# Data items
--- start ---

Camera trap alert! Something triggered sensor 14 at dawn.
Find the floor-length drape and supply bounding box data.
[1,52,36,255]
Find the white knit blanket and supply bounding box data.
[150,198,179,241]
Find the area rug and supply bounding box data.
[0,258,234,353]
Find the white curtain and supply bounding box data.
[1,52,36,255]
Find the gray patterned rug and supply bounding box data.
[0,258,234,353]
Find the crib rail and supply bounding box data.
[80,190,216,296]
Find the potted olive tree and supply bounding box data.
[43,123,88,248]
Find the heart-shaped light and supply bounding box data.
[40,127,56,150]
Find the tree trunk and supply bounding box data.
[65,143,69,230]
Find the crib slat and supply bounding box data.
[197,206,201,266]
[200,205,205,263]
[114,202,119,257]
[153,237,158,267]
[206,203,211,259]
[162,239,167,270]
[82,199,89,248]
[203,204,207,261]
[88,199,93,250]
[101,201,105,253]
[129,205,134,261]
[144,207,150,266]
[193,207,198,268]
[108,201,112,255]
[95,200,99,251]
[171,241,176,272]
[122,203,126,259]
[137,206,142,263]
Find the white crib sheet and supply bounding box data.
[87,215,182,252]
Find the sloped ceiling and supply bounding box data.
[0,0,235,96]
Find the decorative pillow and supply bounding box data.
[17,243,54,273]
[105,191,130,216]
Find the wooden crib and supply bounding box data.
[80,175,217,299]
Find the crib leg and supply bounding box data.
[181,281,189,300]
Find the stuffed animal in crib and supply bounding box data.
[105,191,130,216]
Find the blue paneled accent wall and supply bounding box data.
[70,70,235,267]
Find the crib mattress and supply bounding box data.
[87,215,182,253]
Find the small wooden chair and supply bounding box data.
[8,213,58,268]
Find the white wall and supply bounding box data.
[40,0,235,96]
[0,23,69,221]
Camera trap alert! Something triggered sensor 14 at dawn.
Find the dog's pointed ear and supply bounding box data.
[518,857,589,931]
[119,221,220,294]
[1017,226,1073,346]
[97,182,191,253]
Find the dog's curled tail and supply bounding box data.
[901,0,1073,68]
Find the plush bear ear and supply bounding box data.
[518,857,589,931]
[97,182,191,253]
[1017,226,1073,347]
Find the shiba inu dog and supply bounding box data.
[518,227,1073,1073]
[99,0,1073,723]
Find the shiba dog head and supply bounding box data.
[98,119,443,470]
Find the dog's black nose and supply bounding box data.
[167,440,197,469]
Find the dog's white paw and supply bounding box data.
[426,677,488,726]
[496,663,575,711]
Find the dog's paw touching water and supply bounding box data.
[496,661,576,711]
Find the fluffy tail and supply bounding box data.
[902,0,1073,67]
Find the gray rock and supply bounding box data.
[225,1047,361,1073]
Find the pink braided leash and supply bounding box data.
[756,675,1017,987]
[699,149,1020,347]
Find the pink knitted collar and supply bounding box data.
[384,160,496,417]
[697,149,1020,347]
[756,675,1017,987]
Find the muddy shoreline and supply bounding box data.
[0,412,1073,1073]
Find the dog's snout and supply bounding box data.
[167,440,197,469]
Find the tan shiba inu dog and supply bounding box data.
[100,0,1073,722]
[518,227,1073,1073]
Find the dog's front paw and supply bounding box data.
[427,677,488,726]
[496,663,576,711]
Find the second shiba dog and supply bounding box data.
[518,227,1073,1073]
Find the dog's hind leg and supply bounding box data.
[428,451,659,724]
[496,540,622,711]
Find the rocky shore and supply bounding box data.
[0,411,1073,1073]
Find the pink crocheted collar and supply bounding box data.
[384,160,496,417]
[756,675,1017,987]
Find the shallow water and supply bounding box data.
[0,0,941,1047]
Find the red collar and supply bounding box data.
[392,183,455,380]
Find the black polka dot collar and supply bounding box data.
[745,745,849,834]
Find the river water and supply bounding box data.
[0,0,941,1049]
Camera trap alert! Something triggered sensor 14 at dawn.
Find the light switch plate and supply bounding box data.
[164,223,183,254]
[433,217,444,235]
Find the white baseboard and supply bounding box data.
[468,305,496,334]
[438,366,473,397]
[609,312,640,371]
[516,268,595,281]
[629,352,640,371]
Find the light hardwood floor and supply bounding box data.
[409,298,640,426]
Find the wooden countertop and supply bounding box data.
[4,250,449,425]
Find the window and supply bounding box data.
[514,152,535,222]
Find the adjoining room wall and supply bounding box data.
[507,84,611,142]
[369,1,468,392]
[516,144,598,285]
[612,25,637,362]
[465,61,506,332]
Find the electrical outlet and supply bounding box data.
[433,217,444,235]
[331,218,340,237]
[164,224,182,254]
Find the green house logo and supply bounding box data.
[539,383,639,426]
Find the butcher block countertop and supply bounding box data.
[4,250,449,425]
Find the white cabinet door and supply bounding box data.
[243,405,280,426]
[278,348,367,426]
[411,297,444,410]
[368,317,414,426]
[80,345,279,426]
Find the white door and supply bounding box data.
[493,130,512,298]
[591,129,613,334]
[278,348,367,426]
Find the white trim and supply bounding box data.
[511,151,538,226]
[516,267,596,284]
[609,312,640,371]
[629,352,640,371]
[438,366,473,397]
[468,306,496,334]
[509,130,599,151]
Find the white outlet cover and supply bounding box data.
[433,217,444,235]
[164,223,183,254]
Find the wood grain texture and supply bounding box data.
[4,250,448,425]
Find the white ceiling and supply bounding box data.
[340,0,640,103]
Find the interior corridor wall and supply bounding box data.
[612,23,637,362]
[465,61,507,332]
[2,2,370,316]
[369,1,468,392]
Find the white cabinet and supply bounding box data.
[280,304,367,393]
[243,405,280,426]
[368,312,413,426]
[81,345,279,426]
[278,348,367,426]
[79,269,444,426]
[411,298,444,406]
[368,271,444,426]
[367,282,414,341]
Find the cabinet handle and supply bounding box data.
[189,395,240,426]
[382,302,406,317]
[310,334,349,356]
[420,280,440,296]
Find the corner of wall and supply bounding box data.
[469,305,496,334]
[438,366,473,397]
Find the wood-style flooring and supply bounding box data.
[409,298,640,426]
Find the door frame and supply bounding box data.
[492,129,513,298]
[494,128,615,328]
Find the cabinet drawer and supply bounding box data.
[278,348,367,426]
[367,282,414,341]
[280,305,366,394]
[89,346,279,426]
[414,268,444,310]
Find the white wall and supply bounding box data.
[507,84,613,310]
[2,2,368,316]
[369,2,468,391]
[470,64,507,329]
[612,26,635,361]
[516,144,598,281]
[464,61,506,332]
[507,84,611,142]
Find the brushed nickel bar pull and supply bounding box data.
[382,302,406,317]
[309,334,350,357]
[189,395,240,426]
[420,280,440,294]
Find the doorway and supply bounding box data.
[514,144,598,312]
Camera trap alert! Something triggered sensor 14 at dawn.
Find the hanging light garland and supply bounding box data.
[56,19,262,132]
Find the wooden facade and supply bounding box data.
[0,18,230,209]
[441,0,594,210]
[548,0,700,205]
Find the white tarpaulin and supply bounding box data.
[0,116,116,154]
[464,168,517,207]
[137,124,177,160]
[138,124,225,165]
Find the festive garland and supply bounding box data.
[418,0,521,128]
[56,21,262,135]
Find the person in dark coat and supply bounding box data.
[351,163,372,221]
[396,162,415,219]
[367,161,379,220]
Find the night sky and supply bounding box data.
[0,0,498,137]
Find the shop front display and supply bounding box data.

--- end ---

# What the exercise asks
Reproduce the data without any change, starting at the line that contains "Find the wooden facade" and ending at the last line of the data.

# Answer below
Find the wooden facade and supply bounding box data.
[0,18,230,209]
[441,0,594,210]
[548,0,700,205]
Find the white tarpaulin and supply bounding box data.
[0,116,116,154]
[464,168,517,207]
[137,124,177,160]
[138,124,225,165]
Find the festive garland and supply bounding box data.
[418,0,521,128]
[56,21,262,135]
Find the person in dark coat and supply bounding box data.
[351,163,372,221]
[396,162,415,219]
[367,161,379,220]
Find the night sky and supply bounding box data.
[0,0,498,137]
Find the shop front display and supply bounding box data.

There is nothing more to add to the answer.